_Written exercise_. Copy every entry precisely.

_Given data_.
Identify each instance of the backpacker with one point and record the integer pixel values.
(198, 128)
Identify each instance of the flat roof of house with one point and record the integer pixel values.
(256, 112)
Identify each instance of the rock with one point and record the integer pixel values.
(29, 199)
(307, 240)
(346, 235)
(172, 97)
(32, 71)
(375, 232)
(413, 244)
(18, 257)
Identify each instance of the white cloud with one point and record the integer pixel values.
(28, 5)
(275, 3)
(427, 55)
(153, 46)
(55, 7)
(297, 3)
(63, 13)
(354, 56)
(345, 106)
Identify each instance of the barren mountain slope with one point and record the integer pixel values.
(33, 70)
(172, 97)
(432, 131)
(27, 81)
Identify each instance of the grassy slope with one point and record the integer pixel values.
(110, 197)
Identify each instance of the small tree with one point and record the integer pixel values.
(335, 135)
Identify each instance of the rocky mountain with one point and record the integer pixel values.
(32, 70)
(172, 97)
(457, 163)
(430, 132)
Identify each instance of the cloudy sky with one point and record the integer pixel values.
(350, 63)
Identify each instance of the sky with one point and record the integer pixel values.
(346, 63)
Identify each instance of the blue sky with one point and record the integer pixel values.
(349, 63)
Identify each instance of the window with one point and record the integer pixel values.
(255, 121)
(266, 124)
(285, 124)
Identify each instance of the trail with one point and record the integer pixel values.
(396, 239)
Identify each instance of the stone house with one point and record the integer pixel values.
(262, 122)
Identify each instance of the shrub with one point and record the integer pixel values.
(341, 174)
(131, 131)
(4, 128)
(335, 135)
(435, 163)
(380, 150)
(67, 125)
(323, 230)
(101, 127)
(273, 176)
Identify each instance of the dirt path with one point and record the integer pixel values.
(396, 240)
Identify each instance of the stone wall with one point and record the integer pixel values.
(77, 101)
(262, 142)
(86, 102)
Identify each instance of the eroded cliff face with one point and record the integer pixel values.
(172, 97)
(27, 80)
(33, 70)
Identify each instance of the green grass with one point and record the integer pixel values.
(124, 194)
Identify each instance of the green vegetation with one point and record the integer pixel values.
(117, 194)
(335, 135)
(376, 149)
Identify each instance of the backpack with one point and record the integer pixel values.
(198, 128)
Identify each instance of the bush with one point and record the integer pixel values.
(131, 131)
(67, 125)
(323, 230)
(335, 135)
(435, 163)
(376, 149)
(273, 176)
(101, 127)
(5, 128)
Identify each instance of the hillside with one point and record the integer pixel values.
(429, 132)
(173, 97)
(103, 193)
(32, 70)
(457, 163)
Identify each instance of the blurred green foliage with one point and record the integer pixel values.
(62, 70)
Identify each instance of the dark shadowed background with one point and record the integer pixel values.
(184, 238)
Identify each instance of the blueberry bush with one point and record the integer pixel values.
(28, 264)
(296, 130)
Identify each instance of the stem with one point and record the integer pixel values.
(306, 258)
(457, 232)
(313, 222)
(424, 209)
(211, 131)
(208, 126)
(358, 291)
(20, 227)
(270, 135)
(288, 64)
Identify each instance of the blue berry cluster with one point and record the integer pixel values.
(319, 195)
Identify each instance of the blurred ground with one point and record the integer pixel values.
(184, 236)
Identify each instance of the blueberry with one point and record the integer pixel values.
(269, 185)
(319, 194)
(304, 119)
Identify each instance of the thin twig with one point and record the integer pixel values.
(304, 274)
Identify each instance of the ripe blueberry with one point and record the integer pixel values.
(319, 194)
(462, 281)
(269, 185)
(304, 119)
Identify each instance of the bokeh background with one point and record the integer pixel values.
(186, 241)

_Exercise result_.
Identify each instance of the backpacker with one point and record the integer pixel values.
(198, 128)
Identify each instance of the flat roof of house with one point and record the integer pixel values.
(256, 112)
Identify each instance of the rock with one point and record the integer pixel values.
(29, 199)
(307, 240)
(346, 235)
(172, 97)
(32, 71)
(375, 232)
(413, 244)
(18, 257)
Identify each instance of the white cloud with one point and record the integer pixel values.
(28, 5)
(275, 3)
(427, 55)
(153, 46)
(55, 7)
(297, 3)
(63, 13)
(354, 56)
(345, 106)
Identify each instance of the barren mountain slope with one point and record the integer pixel values.
(33, 70)
(172, 97)
(432, 131)
(27, 81)
Identify each instance of the grassy slope with one point and record the integer pixel values.
(110, 197)
Identify each instance of the small tree with one point and record the integer pixel values.
(335, 135)
Identify each instance of the rocky mountain with one point and record the integer pixel values.
(32, 70)
(172, 97)
(457, 163)
(430, 132)
Identify each instance of the cloudy sky with one point and record the integer pixel values.
(350, 63)
Identify each instance of the sky with one point and record the integer pixel values.
(346, 63)
Identify each instance of the blue sky with one point and record the integer pixel values.
(349, 63)
Identify each instance of the window with one point and record the integer pixel values.
(255, 121)
(266, 124)
(285, 124)
Identify each instance of the trail with one point and record the integer pixel values.
(396, 239)
Identify each instance of the stone house with one point and record the integer pixel values.
(262, 122)
Identify each instance of the shrub with one point and record the integer pixel values.
(341, 174)
(131, 131)
(4, 128)
(335, 135)
(435, 163)
(380, 150)
(67, 125)
(323, 230)
(101, 127)
(273, 176)
Identify each instance of the dirt path with one point and record the integer pixel values.
(396, 240)
Identify each instance of the stone wall with one point and record the integer pixel values.
(77, 101)
(262, 142)
(86, 102)
Identify each instance of the eroded cliff face with one point and record the integer pixel values.
(172, 97)
(27, 80)
(33, 70)
Identify each instance of the green grass with one point and record the integer pixel values.
(124, 194)
Identify each instance of the green vegetation with one point and record the integer pixel values.
(117, 194)
(335, 135)
(376, 149)
Identify each instance of the backpack with one point and record the integer pixel values.
(198, 128)
Identify each instance of the bush with one point and record the integer pixel values.
(131, 131)
(67, 125)
(323, 230)
(335, 135)
(435, 163)
(376, 149)
(273, 176)
(101, 127)
(5, 128)
Identify each instance of the hillside with one point and record the integer pixel values.
(429, 132)
(173, 97)
(103, 193)
(32, 70)
(457, 163)
Identify each instance of the blurred green foliage with one point and record the integer pixel values.
(62, 70)
Identify each instance of the dark shadowed background with one point and record the integer pixel values.
(184, 238)
Identify each instance of the blueberry bush with one point and record the integer pixel values.
(28, 264)
(296, 130)
Identify each instance of the stem with one point and record the integer pixel values.
(306, 258)
(457, 232)
(313, 222)
(424, 209)
(211, 131)
(208, 126)
(358, 291)
(20, 227)
(270, 135)
(288, 64)
Identify each instance of the blue berry cluster with one point and record the integer pixel values.
(319, 195)
Identify each instance of the blurred ground with one point and record the integer pixel values.
(184, 236)
Identify each instance of the blueberry with one point and record the integer pixel values.
(269, 185)
(319, 194)
(304, 119)
Identify each instance of the thin twig with one point and record the integer pixel values.
(304, 274)
Identify each instance of the ripe blueberry with one point and record the integer pixel values.
(319, 194)
(462, 281)
(269, 185)
(304, 119)
Identify each instance of the bokeh background with one point and record the integer pixel values.
(186, 241)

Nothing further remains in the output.